* _PROBLEM DETAILS_
Render the listing, everything from the line containing "Annotate window." down to the line containing "[552, 629, 818, 697]", as a two-column CSV with the headers "instruction" and "boxes" and one row per entry. Put each field in quotation marks, replace line breaks with spaces, and leave the pictures out.

* _MATERIAL SHOWN_

## BEGIN

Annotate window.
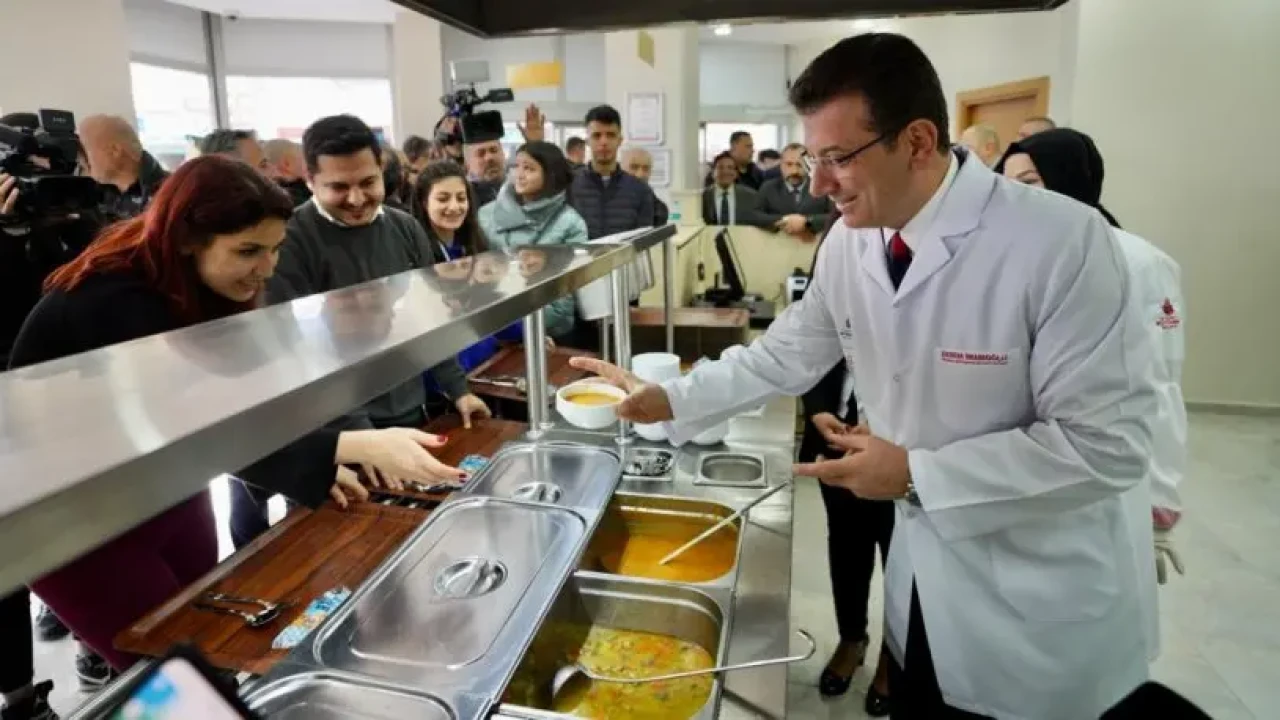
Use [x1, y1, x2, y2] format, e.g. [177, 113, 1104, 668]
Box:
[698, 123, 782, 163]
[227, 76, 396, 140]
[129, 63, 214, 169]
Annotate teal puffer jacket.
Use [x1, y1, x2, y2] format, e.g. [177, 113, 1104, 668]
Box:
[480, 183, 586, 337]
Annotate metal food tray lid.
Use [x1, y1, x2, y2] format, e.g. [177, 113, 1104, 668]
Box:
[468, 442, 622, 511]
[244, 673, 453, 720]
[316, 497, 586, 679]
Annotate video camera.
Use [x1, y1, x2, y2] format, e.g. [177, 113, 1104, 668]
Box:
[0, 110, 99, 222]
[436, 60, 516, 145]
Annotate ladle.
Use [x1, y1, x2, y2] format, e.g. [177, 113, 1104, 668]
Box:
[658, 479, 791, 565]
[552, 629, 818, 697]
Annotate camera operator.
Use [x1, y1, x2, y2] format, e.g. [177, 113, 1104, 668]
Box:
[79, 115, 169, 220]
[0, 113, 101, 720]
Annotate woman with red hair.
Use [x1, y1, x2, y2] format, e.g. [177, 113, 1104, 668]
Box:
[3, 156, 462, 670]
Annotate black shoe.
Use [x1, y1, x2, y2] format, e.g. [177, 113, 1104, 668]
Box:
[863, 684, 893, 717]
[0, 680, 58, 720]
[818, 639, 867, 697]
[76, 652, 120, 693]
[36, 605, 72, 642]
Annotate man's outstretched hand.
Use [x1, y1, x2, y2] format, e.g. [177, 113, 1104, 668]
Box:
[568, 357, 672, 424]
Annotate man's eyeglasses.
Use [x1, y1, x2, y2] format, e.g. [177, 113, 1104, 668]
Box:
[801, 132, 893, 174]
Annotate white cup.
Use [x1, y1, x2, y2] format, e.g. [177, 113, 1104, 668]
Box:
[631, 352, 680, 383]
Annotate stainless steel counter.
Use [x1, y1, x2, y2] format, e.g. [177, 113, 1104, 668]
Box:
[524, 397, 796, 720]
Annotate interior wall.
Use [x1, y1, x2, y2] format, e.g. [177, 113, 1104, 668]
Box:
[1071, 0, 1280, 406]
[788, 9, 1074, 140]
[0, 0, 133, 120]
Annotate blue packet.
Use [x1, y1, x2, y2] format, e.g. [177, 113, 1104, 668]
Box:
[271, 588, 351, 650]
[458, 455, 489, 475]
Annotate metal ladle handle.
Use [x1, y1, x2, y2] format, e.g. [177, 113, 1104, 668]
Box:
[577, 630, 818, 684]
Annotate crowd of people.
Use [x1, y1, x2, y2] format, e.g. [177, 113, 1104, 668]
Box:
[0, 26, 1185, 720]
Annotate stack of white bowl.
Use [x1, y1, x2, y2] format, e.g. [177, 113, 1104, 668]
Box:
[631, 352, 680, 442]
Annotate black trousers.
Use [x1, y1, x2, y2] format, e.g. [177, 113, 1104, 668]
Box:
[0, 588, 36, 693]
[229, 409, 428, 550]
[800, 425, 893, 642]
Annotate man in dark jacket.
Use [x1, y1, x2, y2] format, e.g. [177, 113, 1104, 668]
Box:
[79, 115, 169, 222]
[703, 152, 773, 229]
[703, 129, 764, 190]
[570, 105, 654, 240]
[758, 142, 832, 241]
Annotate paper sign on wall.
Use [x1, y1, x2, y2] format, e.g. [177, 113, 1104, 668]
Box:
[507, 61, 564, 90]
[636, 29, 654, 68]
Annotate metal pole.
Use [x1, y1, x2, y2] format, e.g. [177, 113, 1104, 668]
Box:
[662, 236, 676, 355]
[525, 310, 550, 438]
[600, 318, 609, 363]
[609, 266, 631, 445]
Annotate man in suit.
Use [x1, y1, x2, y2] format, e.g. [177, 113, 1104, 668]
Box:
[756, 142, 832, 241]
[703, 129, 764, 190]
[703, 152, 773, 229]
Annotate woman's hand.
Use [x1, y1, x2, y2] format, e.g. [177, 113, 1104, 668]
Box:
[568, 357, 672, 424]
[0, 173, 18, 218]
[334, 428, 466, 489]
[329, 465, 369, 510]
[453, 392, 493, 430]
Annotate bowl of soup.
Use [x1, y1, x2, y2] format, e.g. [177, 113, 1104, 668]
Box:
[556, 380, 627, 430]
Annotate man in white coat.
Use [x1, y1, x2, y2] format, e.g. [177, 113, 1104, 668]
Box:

## END
## BEGIN

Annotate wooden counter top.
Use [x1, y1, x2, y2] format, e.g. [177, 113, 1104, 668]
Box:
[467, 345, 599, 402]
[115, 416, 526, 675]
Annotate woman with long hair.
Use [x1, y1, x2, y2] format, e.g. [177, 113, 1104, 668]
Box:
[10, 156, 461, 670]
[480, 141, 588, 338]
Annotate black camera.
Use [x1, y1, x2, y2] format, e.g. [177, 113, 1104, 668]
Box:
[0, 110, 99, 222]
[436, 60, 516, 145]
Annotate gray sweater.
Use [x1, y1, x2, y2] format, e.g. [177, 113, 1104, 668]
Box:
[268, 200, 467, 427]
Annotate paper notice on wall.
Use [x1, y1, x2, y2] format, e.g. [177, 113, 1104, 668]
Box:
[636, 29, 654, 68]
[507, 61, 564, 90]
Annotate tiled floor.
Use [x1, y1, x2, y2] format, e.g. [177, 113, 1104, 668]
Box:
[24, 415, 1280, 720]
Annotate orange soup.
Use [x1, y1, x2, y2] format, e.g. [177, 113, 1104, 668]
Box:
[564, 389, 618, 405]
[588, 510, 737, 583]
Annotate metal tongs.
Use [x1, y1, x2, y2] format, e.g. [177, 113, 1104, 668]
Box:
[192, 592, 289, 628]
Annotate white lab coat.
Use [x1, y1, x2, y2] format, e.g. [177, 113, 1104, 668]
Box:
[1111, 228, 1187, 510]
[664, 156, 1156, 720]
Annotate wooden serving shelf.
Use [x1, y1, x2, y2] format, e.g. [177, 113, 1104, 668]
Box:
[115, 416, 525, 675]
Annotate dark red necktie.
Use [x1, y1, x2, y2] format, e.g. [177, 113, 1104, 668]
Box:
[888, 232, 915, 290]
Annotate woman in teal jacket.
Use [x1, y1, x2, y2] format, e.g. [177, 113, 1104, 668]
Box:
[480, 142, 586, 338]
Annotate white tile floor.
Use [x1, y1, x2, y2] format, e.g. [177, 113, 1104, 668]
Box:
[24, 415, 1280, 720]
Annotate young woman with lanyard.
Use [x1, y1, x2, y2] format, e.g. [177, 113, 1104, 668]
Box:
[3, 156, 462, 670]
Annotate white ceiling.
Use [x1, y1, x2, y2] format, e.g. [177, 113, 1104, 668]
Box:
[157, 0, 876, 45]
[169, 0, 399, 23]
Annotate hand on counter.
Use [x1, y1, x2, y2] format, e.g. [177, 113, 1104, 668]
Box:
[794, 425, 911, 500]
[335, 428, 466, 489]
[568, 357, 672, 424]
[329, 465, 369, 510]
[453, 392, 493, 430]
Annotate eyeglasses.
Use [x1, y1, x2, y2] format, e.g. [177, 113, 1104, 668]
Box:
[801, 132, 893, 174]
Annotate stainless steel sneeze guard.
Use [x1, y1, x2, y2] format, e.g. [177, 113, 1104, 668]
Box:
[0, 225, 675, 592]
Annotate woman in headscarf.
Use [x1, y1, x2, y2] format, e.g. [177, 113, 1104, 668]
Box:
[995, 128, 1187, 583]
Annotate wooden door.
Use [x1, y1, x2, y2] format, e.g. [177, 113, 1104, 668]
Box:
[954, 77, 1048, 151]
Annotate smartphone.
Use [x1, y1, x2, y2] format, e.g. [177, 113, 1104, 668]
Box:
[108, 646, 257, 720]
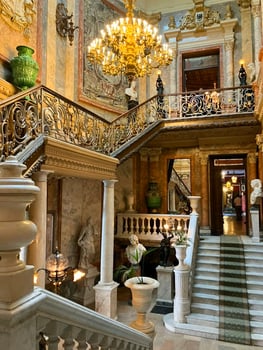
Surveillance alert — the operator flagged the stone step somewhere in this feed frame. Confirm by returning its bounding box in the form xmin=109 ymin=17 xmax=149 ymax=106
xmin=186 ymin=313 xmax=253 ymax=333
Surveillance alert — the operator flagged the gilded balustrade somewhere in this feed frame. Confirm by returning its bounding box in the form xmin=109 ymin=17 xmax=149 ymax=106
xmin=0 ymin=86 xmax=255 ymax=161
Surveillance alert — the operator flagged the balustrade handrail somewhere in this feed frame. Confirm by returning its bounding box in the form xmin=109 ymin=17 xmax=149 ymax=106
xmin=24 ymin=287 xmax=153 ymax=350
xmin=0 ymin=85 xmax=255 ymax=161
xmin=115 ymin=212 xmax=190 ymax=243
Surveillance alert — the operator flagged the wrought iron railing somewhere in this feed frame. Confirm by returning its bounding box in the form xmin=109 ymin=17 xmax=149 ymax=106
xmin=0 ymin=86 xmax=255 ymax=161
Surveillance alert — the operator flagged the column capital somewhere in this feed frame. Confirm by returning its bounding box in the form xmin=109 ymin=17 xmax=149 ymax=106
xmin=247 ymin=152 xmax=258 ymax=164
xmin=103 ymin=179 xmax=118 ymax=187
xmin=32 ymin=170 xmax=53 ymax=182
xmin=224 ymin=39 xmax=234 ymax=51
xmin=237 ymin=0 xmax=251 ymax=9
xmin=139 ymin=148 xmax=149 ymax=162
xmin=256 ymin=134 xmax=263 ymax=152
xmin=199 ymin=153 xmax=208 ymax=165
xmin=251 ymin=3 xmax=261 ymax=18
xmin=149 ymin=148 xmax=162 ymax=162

## END

* _RESULT_
instruction,boxes
"Annotate window. Use [x1, y1, x2, y2] format, e.g. [177, 113, 1104, 668] Box:","[698, 123, 782, 163] [227, 76, 396, 140] [129, 63, 214, 169]"
"Annotate teal puffer jacket. Use [x1, y1, x2, y2] format, e.g. [177, 113, 1104, 668] Box:","[480, 183, 586, 337]"
"Annotate metal food tray lid. Use [x1, y1, x2, y2] format, e.g. [177, 113, 1104, 668] Box:","[468, 442, 622, 511] [244, 673, 453, 720] [316, 497, 586, 679]"
"Annotate video camera. Use [x1, y1, x2, y2] format, e.g. [177, 113, 1104, 668] Box:","[0, 110, 99, 222] [436, 60, 516, 145]"
"Annotate ladle. Use [x1, y1, x2, y2] format, e.g. [177, 113, 1104, 668] Box:","[658, 479, 791, 565] [552, 629, 818, 697]"